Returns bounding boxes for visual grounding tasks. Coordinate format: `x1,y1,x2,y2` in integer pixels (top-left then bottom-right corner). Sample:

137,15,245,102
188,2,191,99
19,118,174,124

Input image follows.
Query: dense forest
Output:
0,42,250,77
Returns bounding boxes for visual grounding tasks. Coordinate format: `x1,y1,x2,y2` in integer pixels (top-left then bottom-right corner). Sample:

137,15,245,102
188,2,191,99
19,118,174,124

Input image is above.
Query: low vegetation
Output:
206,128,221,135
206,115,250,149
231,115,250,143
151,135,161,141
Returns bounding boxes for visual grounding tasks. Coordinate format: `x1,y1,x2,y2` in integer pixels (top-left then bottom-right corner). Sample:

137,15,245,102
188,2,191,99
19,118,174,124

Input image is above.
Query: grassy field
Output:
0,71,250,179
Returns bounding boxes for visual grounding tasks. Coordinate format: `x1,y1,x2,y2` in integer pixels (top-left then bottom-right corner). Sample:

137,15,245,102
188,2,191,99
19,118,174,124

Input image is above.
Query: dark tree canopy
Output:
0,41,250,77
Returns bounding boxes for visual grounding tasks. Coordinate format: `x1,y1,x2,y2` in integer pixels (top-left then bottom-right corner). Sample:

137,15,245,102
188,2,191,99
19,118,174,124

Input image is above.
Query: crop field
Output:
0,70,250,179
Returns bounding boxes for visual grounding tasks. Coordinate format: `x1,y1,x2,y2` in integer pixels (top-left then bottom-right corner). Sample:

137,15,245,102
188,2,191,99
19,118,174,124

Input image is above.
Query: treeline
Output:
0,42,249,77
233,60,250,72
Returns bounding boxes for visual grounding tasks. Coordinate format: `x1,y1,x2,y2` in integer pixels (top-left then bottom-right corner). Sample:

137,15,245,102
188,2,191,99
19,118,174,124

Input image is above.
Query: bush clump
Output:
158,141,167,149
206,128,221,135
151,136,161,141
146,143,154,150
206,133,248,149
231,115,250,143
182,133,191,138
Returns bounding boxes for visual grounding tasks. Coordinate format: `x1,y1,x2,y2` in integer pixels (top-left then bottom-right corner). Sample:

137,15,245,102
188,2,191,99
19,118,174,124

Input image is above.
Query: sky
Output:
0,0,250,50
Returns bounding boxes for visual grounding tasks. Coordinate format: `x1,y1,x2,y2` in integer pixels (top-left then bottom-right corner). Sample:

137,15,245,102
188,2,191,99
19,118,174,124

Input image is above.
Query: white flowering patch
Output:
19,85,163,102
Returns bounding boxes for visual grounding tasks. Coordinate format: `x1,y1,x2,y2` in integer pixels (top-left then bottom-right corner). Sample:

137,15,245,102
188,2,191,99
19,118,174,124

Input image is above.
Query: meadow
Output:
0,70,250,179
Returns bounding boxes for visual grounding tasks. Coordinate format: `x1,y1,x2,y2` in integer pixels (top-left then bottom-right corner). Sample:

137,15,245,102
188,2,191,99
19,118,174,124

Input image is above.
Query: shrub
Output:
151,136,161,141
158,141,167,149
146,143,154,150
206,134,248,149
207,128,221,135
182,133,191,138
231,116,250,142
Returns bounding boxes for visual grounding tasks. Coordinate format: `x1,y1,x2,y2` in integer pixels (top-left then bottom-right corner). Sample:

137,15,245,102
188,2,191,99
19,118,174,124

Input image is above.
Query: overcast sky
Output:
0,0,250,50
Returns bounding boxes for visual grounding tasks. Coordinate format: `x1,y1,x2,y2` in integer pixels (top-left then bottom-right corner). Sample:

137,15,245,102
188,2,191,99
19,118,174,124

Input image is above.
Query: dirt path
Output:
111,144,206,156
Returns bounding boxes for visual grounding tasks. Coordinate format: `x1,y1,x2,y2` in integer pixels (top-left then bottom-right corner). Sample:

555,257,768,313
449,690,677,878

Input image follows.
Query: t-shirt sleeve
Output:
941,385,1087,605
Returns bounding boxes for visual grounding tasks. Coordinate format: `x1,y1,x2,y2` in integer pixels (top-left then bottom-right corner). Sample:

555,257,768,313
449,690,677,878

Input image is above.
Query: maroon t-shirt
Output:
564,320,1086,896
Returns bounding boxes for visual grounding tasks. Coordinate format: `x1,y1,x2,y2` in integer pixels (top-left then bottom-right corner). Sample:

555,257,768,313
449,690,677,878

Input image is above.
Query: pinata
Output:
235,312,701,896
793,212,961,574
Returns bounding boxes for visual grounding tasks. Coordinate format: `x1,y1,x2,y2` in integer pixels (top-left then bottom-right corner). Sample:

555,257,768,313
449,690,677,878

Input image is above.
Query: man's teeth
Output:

● ● ● ●

_WHAT TO WORK ON_. Reproduce all of the data above word for word, keeping every line and character unchanged.

_OUTPUT_.
Returns bounding boxes for visual grounding tasks. Coordinate format: `x1,y1,x2,y2` in integer pixels (top-left then bottom-right corner). Sample:

137,15,245,102
188,2,191,99
19,118,174,124

Input image follows.
Query: dense forest
Output:
0,42,250,77
Returns bounding boxes for visual grounding tasks. Coordinate format: `x1,y1,x2,y2` in integer pixels (top-left then bottom-right corner). Sample:

137,15,245,102
188,2,191,99
19,118,174,124

Input image is above.
Query: low vegetation
Output:
206,128,221,135
206,115,250,149
231,115,250,143
151,135,161,141
Returns bounding boxes for visual grounding tasks. Coordinate format: `x1,y1,x2,y2` in integer pixels (top-left then bottom-right corner). Sample:

137,15,245,102
188,2,191,99
19,118,174,124

Input image is above.
Query: grassy field
Output:
0,71,250,179
Returns bounding boxes for visual grounding tasks. Coordinate format: `x1,y1,x2,y2` in integer pixels (top-left then bottom-right corner). Sample:

137,15,245,102
188,2,191,99
19,118,174,124

Input image is above.
Query: dark tree canopy
Output:
0,41,250,77
Returns bounding boxes for visual grounding tasks. Coordinate format: `x1,y1,x2,y2` in integer pixels (top-left then bottom-right corner). Sample:

137,15,245,102
188,2,191,99
19,118,174,124

Input image is above.
Query: crop field
Output:
0,70,250,179
Returns bounding boxes for visual grounding tasks. Coordinate format: `x1,y1,x2,y2` in integer pixels (top-left then bottom-right corner). Sample:

137,15,245,102
188,2,191,99
19,118,174,124

Input image is above.
Query: treeline
Output:
0,42,249,77
233,60,250,72
Returns bounding boxes for visual grounding tasks. Coordinate format: `x1,y1,x2,y2` in integer pixels (top-left then bottom-right corner). Sample:

137,15,245,102
188,2,191,99
19,118,174,124

Input image is above.
Query: bush clump
Output:
158,141,167,149
206,128,221,135
151,136,161,141
146,143,154,150
206,133,248,149
231,115,250,143
182,133,191,138
Returns bounding boxes for visual grounding tasks. Coordinate format: `x1,y1,x2,y2` in integer pixels (top-left then bottom-right corner). Sample:

137,15,245,102
188,2,191,99
19,118,174,124

Input image is above.
Query: sky
Output:
0,0,250,50
Returns bounding boxes for visual grounding tasks. Coordinate format: `x1,y1,x2,y2` in integer pixels (top-left then bottom-right corner). Sample:

137,15,245,102
188,2,191,99
19,118,174,124

Input image is above.
Query: white flowering patch
Output:
19,85,163,102
Returns bounding boxes for visual grounding tasks. Coordinate format: `x1,y1,x2,y2` in integer pixels (top-left then bottom-right corner). Sample:

137,15,245,102
188,2,191,99
19,118,174,124

Input image is above.
Query: meadow
Output:
0,70,250,179
Returns bounding boxes for visual grounding tasks. Coordinate format: `x1,y1,x2,y2` in integer pixels (top-left then bottom-right corner). Sample:

137,15,245,102
188,2,191,99
19,118,174,124

Input image is above.
Query: shrub
Output:
151,136,161,141
158,141,167,149
146,143,154,150
206,134,248,149
207,128,221,135
182,133,191,138
231,116,250,142
Returns bounding boxes for visual grounding tasks. Coordinate format: `x1,y1,x2,y2` in integer pixels (top-left then bottom-right corner). Sample:

137,15,245,102
188,2,191,99
19,118,174,124

Input image is above.
Query: overcast sky
Output:
0,0,250,50
Returns bounding boxes for visual grounding tasks. Coordinate format: `x1,y1,x2,y2` in integer pixels (top-left then bottom-right corner). Sample:

137,15,245,102
188,2,191,99
19,118,174,124

Input image is above.
Query: dirt path
Output:
111,144,206,156
Returns bounding boxes for visual grounding tasks. Coordinate format: `x1,y1,x2,y2` in integer pixels (top-left then bottom-right corner). Sample:

555,257,768,313
449,690,677,878

Input image follows.
Query: t-shirt sleeve
Output:
941,385,1087,605
Returns bounding boxes for visual grounding tasks. Coordinate format: `x1,y1,x2,y2` in integer pixels (top-left then bottom-right corner). Sample:

555,257,768,313
449,690,677,878

Input image is above.
Query: maroon t-shirt
Output:
564,320,1086,896
Returns bounding boxes for visual grounding tasks. Coordinate format: `x1,y1,x2,y2` in integer pixels (top-left then bottom-right corner). Sample:

555,257,768,313
449,690,677,878

Input image is above.
Query: pinata
Output:
235,312,701,896
793,212,961,574
Returns bounding boxes for visual grounding tasks. Coordinate format: `x1,y1,x2,y2` in integer pixels (top-left then bottom-right corner). Sample:

555,257,768,313
449,690,677,878

Input image is above.
Query: man's teeth
Output:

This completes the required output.